Render every line of the items below as a Markdown table with the columns Row and Item line, numbering the rows in order and omitting blank lines.
◇ ◇ ◇
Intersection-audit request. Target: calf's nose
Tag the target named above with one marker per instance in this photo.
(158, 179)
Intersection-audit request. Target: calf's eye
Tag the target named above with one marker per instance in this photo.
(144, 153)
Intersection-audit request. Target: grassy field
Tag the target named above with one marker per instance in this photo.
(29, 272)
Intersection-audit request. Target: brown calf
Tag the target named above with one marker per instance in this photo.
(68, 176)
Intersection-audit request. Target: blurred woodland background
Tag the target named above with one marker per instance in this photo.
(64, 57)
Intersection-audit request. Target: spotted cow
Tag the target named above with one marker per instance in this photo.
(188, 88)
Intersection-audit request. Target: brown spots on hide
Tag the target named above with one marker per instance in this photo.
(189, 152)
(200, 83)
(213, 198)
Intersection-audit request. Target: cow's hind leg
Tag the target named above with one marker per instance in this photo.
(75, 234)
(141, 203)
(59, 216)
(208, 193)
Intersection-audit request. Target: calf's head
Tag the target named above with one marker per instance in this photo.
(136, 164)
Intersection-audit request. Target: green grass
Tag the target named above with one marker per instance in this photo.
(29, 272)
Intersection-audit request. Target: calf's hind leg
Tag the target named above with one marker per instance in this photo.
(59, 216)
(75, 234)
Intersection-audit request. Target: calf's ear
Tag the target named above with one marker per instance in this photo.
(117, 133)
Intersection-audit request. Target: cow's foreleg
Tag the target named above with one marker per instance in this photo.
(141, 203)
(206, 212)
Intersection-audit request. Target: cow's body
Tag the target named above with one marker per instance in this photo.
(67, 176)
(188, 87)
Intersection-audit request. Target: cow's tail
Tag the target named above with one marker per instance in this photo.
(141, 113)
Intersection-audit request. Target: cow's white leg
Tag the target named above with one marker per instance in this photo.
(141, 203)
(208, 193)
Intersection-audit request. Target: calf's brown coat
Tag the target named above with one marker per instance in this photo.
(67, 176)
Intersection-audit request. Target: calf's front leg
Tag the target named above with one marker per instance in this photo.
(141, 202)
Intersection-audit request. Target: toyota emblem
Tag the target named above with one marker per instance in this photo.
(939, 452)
◇ ◇ ◇
TASK OUTPUT:
| Row | Item line |
|---|---|
| 1 | Intersection-audit request. Target: calf's nose |
| 2 | Tag the target named above with one marker per instance in this photo. |
| 3 | (158, 179) |
| 4 | Intersection-audit request. Target: calf's eye |
| 5 | Tag the target named above with one marker per instance in this photo. |
| 6 | (144, 153) |
| 7 | Intersection-audit request. Target: grassy field |
| 8 | Tag the target named above with one marker per instance in this photo. |
| 9 | (29, 272) |
| 10 | Intersection-audit request. Target: brown calf |
| 11 | Tag the target named above with one marker per instance in this photo. |
| 12 | (68, 176) |
| 13 | Intersection-audit request. Target: blurred woodland background |
| 14 | Tag the target named above with one marker per instance in this photo. |
| 15 | (64, 57) |
| 16 | Intersection-audit request. Target: spotted cow |
| 17 | Tag the target named above with one marker per instance in this photo. |
| 18 | (188, 88) |
| 19 | Intersection-audit request. Target: brown spots on hide |
| 20 | Tag the target named above with one marker per instance in this photo. |
| 21 | (189, 152) |
| 22 | (200, 83) |
| 23 | (213, 198) |
| 24 | Intersection-audit request. Target: cow's hind leg |
| 25 | Tag the target named above with one marker per instance in this photo. |
| 26 | (75, 234) |
| 27 | (141, 203) |
| 28 | (59, 216) |
| 29 | (208, 193) |
| 30 | Intersection-audit request. Target: calf's head |
| 31 | Tag the target named above with one marker per instance in this photo. |
| 32 | (136, 164) |
| 33 | Intersection-audit request. Target: green grass |
| 34 | Tag the target named above with one marker per instance in this photo. |
| 35 | (29, 272) |
| 36 | Intersection-audit request. Target: calf's hind leg |
| 37 | Tag the target named above with one marker per instance in this photo. |
| 38 | (59, 216) |
| 39 | (75, 234) |
| 40 | Intersection-audit request. Target: calf's ear |
| 41 | Tag the target named above with one marker per instance in this photo. |
| 42 | (117, 133) |
| 43 | Intersection-audit request. Target: cow's foreleg |
| 44 | Tag the target named above with one marker per instance in this photo. |
| 45 | (141, 203) |
| 46 | (206, 212) |
| 47 | Intersection-audit request. Target: cow's body |
| 48 | Tag the target named above with one marker per instance in this photo. |
| 49 | (67, 176) |
| 50 | (188, 87) |
| 51 | Intersection-audit request. Target: cow's tail |
| 52 | Tag the target named above with one marker per instance in this photo. |
| 53 | (141, 113) |
| 54 | Intersection-audit request. Target: cow's white leg |
| 55 | Tag the target named above with one marker per instance in this photo. |
| 56 | (141, 203) |
| 57 | (208, 193) |
| 58 | Intersection-audit request. Target: calf's brown coat |
| 59 | Tag the target named above with one marker per instance in this photo. |
| 60 | (67, 176) |
| 61 | Intersection-audit request. Target: calf's front leg |
| 62 | Tag the target named above with one marker per instance in this photo. |
| 63 | (141, 202) |
| 64 | Intersection-audit request. Target: toyota emblem |
| 65 | Tag the target named above with one marker per instance in this photo. |
| 66 | (939, 452) |